What you will do – Pull out every line of the records below that contains the string "twig", and copy each such line unchanged.

Location labeling records –
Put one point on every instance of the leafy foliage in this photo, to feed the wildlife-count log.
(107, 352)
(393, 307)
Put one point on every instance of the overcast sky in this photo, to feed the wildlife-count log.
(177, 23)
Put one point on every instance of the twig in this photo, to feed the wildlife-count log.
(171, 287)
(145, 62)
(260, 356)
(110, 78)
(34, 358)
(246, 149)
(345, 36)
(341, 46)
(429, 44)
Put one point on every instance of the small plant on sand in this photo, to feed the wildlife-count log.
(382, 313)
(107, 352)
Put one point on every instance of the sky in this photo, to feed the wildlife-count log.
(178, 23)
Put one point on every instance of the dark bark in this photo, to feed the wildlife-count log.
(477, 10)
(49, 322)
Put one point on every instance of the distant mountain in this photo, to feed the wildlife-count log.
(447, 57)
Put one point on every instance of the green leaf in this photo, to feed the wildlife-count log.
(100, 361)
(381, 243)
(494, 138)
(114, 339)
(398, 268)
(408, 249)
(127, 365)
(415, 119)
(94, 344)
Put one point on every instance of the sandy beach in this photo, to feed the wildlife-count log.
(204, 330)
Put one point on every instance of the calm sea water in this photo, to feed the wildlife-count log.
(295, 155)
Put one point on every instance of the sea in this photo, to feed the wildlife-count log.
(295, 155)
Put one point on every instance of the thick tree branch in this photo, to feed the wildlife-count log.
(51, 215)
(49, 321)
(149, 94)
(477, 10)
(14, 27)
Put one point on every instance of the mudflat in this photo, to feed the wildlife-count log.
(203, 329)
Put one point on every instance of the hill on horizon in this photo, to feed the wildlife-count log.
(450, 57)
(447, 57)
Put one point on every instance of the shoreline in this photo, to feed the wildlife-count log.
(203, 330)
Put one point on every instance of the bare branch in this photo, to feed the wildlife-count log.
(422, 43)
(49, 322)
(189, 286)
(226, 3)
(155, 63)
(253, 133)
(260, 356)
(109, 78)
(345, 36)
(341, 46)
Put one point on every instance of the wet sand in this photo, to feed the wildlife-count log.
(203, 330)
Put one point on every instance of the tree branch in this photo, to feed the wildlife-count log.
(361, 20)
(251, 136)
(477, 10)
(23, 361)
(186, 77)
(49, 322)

==

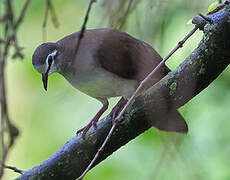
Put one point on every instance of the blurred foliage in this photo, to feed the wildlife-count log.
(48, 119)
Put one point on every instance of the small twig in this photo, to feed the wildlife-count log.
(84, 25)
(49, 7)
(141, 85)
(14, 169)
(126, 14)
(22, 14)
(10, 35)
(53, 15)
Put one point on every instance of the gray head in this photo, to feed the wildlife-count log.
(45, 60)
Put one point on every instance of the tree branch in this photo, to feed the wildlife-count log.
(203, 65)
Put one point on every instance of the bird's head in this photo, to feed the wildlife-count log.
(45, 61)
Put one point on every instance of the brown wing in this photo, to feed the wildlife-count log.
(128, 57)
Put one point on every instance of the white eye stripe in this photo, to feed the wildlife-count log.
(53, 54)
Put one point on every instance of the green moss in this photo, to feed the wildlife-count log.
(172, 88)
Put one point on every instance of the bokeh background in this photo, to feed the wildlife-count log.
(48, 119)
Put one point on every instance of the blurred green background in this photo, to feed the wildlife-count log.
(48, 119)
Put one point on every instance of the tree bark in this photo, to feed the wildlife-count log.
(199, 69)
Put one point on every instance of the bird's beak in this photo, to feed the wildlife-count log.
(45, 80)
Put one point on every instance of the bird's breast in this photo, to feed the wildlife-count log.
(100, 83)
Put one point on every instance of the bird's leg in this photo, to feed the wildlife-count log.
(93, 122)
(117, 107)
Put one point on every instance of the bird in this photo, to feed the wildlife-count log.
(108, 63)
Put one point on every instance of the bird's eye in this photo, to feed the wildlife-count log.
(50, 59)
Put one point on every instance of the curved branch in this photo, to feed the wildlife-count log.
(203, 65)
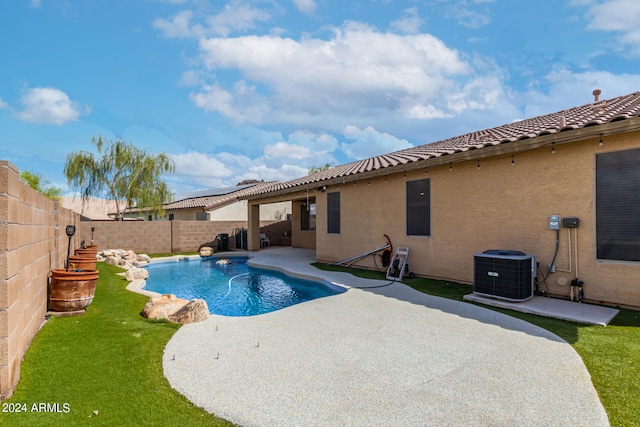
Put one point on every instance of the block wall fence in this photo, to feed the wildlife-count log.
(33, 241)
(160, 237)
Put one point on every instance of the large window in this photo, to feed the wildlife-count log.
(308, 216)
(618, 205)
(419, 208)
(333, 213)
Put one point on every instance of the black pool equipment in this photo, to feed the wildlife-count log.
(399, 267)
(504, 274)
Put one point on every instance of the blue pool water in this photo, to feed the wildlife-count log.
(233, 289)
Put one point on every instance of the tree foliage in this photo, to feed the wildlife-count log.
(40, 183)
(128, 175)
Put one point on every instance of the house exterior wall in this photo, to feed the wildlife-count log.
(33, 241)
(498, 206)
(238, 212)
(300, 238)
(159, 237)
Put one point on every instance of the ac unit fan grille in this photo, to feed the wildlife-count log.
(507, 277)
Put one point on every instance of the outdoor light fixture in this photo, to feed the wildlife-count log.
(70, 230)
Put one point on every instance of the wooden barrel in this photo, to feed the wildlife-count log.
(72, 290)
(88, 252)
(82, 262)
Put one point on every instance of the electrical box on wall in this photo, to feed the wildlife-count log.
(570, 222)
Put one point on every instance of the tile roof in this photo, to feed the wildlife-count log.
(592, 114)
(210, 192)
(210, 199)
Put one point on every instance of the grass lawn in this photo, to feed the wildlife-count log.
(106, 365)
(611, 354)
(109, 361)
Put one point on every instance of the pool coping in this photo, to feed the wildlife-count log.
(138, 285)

Output for this task –
Put one point on every instance of the twig in this photo, to feed the wildlife-count log.
Put one point on every instance of the small twig in this photo, to feed the wildlife-count log.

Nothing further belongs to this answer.